→ **Task instructions**
Extract the text of each entry below exactly, leaving every image behind.
+++
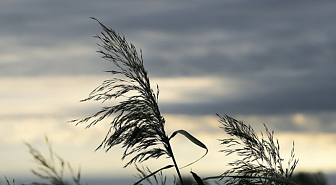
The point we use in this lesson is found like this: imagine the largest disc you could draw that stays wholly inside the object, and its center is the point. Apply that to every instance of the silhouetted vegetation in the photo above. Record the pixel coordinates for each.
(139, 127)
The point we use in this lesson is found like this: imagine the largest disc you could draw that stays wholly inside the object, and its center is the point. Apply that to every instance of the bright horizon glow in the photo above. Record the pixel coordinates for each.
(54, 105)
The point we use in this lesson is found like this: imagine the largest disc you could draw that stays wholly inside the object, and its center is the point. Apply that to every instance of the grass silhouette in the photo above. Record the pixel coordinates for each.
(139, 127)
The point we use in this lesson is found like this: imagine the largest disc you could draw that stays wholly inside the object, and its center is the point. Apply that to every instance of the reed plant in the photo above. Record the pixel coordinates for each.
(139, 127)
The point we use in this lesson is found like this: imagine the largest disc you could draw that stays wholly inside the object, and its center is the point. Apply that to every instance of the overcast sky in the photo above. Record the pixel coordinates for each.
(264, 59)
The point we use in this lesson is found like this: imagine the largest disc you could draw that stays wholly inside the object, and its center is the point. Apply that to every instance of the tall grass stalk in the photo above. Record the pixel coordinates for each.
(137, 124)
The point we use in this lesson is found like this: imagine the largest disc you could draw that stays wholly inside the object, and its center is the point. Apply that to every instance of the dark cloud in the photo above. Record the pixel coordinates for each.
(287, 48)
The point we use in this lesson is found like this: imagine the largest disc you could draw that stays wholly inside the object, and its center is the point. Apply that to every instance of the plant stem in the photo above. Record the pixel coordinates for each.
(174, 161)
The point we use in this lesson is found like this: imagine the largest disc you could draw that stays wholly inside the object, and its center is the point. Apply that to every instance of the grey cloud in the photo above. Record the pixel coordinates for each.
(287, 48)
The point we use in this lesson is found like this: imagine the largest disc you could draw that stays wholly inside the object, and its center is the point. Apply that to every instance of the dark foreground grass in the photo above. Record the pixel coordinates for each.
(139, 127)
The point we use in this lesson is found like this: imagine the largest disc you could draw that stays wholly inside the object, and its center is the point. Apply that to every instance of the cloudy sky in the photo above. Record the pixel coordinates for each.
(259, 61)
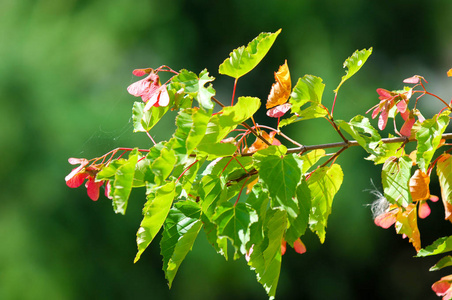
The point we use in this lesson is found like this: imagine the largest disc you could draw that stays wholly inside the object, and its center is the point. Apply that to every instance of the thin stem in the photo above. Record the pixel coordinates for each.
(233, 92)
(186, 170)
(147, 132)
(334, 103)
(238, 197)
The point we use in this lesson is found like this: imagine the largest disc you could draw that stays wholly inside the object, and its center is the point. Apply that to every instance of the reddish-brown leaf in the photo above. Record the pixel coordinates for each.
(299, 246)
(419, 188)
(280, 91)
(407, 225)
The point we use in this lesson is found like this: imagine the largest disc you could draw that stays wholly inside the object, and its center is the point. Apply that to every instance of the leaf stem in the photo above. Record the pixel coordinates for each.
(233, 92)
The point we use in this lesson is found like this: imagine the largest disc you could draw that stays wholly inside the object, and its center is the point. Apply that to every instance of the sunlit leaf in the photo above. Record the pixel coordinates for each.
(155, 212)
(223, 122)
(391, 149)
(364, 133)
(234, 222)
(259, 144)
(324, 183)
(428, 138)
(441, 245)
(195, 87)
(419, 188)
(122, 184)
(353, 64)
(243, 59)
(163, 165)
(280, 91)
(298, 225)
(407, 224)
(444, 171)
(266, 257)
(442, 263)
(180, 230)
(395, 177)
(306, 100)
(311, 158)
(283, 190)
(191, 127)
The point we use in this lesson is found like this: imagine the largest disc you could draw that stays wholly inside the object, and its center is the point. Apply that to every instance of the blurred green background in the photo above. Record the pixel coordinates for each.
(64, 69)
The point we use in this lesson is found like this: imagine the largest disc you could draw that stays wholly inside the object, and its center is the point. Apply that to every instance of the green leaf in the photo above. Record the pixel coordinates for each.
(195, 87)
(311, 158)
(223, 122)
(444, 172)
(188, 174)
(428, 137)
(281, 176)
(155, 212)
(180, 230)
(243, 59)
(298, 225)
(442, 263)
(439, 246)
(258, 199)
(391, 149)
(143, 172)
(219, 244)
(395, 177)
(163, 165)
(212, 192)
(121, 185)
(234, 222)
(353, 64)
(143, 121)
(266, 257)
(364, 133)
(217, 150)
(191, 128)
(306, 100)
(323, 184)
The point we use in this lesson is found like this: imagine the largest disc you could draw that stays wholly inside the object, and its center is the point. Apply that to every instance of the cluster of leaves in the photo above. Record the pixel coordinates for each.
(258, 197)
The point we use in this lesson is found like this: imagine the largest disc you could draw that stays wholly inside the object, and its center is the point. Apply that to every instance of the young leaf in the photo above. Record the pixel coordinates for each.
+++
→ **Reply to the task**
The point we use in this lesson is found like this: imagine the largest disc you could draw that stays wholly inside the object, and its center is the point. Apply that to every instance of the silhouetted vegetation in the photo above. Record the pixel coordinates for each.
(139, 127)
The point we use in this lesson is found like this: imagine the largest disc you could draw that stays wholly inside the object, and its center is the point. Apply that to every instance of the bright horizon glow in the photo above. Record the pixel coordinates for each.
(54, 105)
The point we use in this lesson is found like this: imagine the largest disc you could draw that stays wholly inside the object, and its center is the point. Apply that to every instance of the grass silhouette in the photo above. Record the pixel coordinates for each.
(139, 127)
The point we use in this lesson is found like this: imagine the largest disc you could draw that stays wholly inside the object, and its center is the point. Apply that to every instance of the reed plant in the photo above. Record the pixel coordinates for each.
(139, 127)
The point we use in this lesson is found like this: imagine the largest disc you could draw that stays wholly inside the object, and its center is the point. Apply that to every instance of the overcast sky in the photo above. Record the pixel coordinates for each.
(264, 59)
The point we use in this lesson is found like this: imagine the largest disc you could draw that stays wholly inside the object, and its center is the point. Apply that to every instance of the tall grass stalk in the photo above. Record the pixel coordinates for each.
(137, 124)
The point we use in this lesson is found like this: imagine the largest disc you could draw that stays wholly inside the object, and its center is the point. Apply that to every instance of the dark cloud in the photo above. Record the pixel coordinates for each.
(287, 48)
The point we use in this lesson is found like this: imagine the largest disc you could draw that stays wholly inside the object, and its center is the point. Apply that to every instance of the plant stem in the photo above. Record the pixel coordinates for each.
(174, 161)
The point we use in this lesson is found like this: imagine the largest disc you could draw that stays wholly inside the object, and its center is the point. Apply that to every instance of the grey cloud in the photo above. Record the pixel coordinates for each.
(287, 48)
The point we use in this lesson is found like this: imagine the largest disc you could draw that stays wholly inside the object, and its center is the point. Apply that to every instance of the dark foreground grass in the photo above. Record the pixel coordinates for each.
(139, 127)
The point we use in this lesson is found like this: imagine the largest disc you could draw that stays wholly inside the object, and its center is the point. Apply that to every instance of the cloudy sky in the photo above. Record the pixel coordinates for each.
(259, 61)
The point we use in this lesson is found like this: imagine the largest disc you could draw that stays wholly inside the object, and its center is the point. Apply that to every instance of the thin stem in the photo above. Record the pixel coordinates for each.
(233, 92)
(186, 170)
(147, 132)
(334, 103)
(238, 197)
The point we use in this lesson is found like this: imagine the largest disc you could draw that stays wholly inside the object, and its center is the point. Apply that to every instance of the reddish-brown leaf in the photo above. Record the pixel coordinates for each.
(299, 246)
(419, 188)
(280, 91)
(407, 225)
The point we use in this lesson is found like this: imagine the largest disc you could draw that stays wholly inside the object, and its center is the point. Apply that to every instance of the leaf stem in the photo above. Record the pixel coordinates for each.
(233, 92)
The point we use in this lesson is found like this: imagine the largest disc you could draw that stays wholly inside the object, and its center is the point. Apply that to every instance of the sunlit leaf in the photo above. Record the pixel coordinates for each.
(155, 212)
(223, 122)
(391, 149)
(364, 133)
(234, 222)
(259, 144)
(324, 183)
(428, 138)
(441, 245)
(195, 87)
(419, 188)
(122, 184)
(353, 64)
(243, 59)
(163, 165)
(280, 91)
(298, 225)
(407, 224)
(444, 171)
(266, 257)
(442, 263)
(180, 230)
(395, 177)
(306, 100)
(311, 158)
(283, 190)
(191, 127)
The point we use in this lesson is found like this: imagine the largest disc you could draw that stays wholly inside the object, and its center is the point. Apply that to every instance of the blurred green background in the photo above. Record the pixel coordinates for each.
(64, 69)
The point we use in this lesson is found like this: imagine the largest disc you could draw that stays wholly inside the object, and its center is the point. Apply that to every instance of the green leaf in the photo above. Record the pixel coordinates for each.
(195, 87)
(311, 158)
(223, 122)
(444, 172)
(188, 174)
(428, 137)
(281, 176)
(155, 212)
(180, 230)
(243, 59)
(298, 225)
(442, 263)
(439, 246)
(258, 199)
(391, 149)
(143, 172)
(219, 244)
(395, 177)
(163, 165)
(212, 192)
(121, 185)
(234, 222)
(353, 64)
(143, 121)
(266, 257)
(364, 133)
(217, 150)
(191, 128)
(306, 100)
(323, 184)
The point we use in this lesson is found like this: imagine the largest disc you could draw that stays wholly inside the object, and its center is the point. Apply that to every instance of the cluster of leaves in the photo above. Record the pixel coordinates for each.
(258, 197)
The point we use in this lesson is found like this: imagine the largest disc you could draw that stays wholly inside the object, and its center is the point. Apply that to every instance of the young leaf in the photo above. Record the pixel coordinates for each.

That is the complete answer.